- **WHAT TO WORK ON**:
Write each line word for word, from the line that contains "pink jacket -> point" through the last line of the material below.

- **SUPPLIED DATA**:
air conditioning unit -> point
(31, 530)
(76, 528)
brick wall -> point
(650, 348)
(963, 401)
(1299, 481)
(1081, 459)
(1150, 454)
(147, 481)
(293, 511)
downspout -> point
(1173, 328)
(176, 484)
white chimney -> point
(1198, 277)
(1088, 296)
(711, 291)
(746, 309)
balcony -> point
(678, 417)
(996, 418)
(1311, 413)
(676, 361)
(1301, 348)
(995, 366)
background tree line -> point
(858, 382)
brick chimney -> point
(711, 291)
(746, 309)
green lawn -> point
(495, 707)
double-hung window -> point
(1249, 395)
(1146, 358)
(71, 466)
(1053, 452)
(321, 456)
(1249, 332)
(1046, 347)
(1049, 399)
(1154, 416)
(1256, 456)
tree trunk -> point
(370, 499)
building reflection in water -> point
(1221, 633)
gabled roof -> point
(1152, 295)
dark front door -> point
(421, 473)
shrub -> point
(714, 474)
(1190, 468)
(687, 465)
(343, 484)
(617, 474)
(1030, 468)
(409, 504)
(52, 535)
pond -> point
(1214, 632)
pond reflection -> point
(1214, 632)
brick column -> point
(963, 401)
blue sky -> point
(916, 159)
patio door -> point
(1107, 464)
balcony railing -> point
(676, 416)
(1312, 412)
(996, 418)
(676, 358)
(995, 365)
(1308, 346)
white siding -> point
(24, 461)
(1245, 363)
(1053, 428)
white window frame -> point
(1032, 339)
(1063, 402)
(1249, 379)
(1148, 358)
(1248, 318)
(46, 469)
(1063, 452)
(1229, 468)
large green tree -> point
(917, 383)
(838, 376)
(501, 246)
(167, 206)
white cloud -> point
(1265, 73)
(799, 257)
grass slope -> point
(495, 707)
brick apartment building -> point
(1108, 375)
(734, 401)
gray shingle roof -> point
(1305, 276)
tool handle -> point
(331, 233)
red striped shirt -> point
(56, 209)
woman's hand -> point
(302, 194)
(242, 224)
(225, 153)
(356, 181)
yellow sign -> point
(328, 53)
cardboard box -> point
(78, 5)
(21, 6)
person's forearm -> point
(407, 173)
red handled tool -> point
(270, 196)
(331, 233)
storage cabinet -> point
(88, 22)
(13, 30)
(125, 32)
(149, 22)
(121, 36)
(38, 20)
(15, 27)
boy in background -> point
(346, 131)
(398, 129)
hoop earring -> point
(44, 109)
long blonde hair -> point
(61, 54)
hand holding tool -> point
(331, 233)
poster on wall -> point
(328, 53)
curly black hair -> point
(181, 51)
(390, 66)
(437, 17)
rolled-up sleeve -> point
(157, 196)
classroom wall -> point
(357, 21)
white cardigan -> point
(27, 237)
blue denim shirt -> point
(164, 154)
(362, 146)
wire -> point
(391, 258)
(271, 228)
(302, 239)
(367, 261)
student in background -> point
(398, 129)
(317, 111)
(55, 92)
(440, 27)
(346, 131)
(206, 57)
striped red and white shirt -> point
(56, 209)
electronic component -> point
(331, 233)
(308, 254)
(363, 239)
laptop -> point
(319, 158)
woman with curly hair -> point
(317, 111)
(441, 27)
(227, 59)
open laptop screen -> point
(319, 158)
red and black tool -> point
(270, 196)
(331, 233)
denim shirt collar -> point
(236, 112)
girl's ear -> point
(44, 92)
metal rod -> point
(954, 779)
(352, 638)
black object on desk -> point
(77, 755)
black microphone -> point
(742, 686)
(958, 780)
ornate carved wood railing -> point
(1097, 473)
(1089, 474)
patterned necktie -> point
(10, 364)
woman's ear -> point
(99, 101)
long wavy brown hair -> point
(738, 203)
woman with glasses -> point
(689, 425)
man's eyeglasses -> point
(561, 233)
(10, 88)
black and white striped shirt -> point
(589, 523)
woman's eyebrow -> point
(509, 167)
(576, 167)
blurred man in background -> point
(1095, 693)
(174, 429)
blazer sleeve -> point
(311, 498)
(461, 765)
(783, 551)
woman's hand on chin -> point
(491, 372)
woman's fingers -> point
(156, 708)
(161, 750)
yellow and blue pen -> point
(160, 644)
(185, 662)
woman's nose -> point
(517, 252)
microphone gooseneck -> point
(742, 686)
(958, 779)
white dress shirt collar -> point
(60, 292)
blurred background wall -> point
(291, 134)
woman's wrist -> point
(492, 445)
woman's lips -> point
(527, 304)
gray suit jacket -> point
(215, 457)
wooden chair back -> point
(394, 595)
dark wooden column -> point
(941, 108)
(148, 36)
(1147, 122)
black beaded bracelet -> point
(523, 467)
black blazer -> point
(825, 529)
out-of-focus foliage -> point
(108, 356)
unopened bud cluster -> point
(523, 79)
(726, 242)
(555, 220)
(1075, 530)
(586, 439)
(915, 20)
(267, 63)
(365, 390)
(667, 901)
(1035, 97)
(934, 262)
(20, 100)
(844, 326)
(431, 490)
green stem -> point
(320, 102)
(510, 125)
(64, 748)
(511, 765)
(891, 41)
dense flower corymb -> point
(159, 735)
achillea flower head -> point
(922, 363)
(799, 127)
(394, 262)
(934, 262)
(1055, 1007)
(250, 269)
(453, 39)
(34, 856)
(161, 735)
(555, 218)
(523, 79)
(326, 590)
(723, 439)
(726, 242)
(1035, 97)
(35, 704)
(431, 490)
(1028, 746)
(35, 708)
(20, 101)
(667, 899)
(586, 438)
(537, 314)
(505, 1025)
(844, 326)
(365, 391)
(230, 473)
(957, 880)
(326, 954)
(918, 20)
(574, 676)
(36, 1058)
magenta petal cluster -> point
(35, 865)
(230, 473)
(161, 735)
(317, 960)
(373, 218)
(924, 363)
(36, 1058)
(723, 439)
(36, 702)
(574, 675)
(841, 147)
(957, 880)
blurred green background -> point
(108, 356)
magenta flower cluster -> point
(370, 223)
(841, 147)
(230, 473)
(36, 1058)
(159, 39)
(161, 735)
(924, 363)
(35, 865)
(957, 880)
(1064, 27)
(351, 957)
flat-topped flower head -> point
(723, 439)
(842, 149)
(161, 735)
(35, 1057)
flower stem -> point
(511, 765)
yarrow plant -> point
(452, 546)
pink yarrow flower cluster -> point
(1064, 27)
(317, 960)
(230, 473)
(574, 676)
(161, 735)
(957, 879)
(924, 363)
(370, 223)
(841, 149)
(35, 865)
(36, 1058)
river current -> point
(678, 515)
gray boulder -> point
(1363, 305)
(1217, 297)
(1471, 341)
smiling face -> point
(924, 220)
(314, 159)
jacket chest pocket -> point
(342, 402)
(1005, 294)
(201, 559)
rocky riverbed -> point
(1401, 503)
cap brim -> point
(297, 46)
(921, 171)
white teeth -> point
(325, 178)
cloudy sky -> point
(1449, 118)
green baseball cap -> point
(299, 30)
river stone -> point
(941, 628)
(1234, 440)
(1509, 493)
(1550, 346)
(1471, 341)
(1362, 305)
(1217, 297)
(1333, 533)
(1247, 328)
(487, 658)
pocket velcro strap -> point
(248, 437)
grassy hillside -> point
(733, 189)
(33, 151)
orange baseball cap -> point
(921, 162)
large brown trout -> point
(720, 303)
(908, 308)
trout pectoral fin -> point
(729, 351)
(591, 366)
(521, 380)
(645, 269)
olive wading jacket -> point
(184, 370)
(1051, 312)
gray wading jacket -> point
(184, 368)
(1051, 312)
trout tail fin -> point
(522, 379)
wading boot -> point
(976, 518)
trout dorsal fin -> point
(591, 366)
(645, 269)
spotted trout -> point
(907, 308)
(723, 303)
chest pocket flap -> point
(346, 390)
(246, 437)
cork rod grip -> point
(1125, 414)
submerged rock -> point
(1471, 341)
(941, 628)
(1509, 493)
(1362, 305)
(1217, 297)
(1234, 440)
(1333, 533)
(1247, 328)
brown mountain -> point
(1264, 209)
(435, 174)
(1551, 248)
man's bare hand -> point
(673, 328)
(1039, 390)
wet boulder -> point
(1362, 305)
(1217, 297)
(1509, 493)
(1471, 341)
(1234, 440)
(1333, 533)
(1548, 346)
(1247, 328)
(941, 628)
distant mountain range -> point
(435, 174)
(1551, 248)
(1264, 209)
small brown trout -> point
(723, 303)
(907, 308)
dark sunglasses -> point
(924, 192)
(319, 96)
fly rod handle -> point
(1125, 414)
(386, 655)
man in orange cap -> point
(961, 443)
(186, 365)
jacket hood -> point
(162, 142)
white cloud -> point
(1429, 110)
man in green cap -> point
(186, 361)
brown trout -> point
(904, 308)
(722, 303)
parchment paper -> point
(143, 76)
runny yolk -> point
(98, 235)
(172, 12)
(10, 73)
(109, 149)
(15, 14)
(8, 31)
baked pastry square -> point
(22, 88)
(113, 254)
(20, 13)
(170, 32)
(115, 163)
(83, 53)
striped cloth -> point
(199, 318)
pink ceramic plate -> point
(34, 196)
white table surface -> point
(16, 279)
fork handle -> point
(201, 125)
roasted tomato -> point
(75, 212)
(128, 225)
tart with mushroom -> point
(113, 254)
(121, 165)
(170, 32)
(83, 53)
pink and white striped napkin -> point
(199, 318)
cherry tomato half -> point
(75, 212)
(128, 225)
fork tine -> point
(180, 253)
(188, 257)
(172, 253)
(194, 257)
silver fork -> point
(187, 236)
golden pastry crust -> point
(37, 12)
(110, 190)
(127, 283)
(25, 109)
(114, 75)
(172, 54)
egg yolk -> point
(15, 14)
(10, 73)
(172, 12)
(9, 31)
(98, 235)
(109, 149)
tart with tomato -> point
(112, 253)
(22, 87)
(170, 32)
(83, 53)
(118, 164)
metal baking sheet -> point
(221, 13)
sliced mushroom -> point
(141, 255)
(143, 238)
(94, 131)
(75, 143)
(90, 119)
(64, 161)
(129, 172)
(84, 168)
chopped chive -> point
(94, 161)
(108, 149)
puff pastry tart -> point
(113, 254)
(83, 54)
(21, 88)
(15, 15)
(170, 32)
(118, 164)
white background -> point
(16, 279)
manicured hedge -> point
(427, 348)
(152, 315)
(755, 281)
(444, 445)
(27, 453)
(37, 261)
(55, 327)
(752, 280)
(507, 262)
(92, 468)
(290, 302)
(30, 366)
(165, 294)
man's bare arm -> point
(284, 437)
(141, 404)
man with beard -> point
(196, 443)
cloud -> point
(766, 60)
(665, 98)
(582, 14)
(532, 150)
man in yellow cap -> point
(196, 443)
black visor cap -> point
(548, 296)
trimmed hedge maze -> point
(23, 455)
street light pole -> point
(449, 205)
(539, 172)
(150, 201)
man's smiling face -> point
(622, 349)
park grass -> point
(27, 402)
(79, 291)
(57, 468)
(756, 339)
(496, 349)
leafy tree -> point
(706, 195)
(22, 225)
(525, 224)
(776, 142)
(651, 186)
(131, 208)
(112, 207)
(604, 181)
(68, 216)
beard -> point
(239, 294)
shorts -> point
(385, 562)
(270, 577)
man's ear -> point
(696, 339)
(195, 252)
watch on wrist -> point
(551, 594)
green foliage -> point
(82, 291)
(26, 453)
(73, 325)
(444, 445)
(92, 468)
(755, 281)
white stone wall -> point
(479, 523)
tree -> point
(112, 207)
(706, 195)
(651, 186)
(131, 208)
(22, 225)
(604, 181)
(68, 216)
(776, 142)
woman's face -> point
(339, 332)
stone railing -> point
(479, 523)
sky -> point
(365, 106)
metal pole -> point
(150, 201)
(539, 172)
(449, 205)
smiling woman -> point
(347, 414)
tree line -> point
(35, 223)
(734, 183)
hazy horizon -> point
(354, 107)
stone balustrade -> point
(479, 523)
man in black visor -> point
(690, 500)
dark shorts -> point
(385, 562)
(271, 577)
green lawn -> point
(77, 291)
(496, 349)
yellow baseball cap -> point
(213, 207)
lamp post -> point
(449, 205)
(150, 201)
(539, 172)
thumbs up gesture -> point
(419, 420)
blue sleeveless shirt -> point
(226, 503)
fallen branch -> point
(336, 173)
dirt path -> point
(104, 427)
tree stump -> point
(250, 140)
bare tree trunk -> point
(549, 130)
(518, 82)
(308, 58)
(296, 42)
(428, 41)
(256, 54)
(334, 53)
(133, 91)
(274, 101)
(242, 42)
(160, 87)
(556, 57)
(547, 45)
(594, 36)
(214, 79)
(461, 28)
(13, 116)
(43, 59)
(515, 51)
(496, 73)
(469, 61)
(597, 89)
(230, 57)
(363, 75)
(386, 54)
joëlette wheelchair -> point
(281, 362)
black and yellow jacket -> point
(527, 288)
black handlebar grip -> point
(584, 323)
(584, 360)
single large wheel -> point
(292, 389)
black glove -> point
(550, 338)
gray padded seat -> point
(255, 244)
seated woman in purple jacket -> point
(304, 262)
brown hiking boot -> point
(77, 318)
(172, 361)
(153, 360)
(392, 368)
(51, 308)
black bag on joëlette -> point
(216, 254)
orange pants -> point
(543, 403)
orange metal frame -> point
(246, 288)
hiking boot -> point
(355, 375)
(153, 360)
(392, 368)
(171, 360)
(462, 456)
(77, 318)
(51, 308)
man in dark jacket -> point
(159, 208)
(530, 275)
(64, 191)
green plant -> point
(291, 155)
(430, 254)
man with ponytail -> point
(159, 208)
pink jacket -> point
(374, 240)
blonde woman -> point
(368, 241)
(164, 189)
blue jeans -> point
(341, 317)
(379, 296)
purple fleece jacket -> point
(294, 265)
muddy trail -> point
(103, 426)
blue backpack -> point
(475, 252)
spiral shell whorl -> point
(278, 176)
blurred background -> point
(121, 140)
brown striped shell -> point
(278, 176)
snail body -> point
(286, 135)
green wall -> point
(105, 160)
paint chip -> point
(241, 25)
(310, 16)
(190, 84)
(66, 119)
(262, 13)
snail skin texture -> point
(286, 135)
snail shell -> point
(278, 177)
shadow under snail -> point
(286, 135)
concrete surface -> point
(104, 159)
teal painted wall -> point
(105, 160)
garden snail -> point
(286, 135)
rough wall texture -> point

- **EXERCISE RESPONSE**:
pink jacket -> point
(374, 240)
blonde woman -> point
(368, 241)
(164, 189)
blue jeans -> point
(341, 317)
(379, 296)
purple fleece jacket -> point
(294, 265)
muddy trail -> point
(103, 426)
blue backpack -> point
(475, 252)
spiral shell whorl -> point
(278, 176)
blurred background -> point
(121, 140)
brown striped shell -> point
(278, 176)
snail body -> point
(286, 135)
green wall -> point
(105, 160)
paint chip -> point
(241, 25)
(310, 16)
(190, 84)
(66, 119)
(262, 13)
snail skin texture -> point
(286, 135)
snail shell -> point
(278, 177)
shadow under snail -> point
(286, 135)
concrete surface -> point
(104, 159)
teal painted wall -> point
(105, 160)
garden snail -> point
(286, 135)
rough wall texture -> point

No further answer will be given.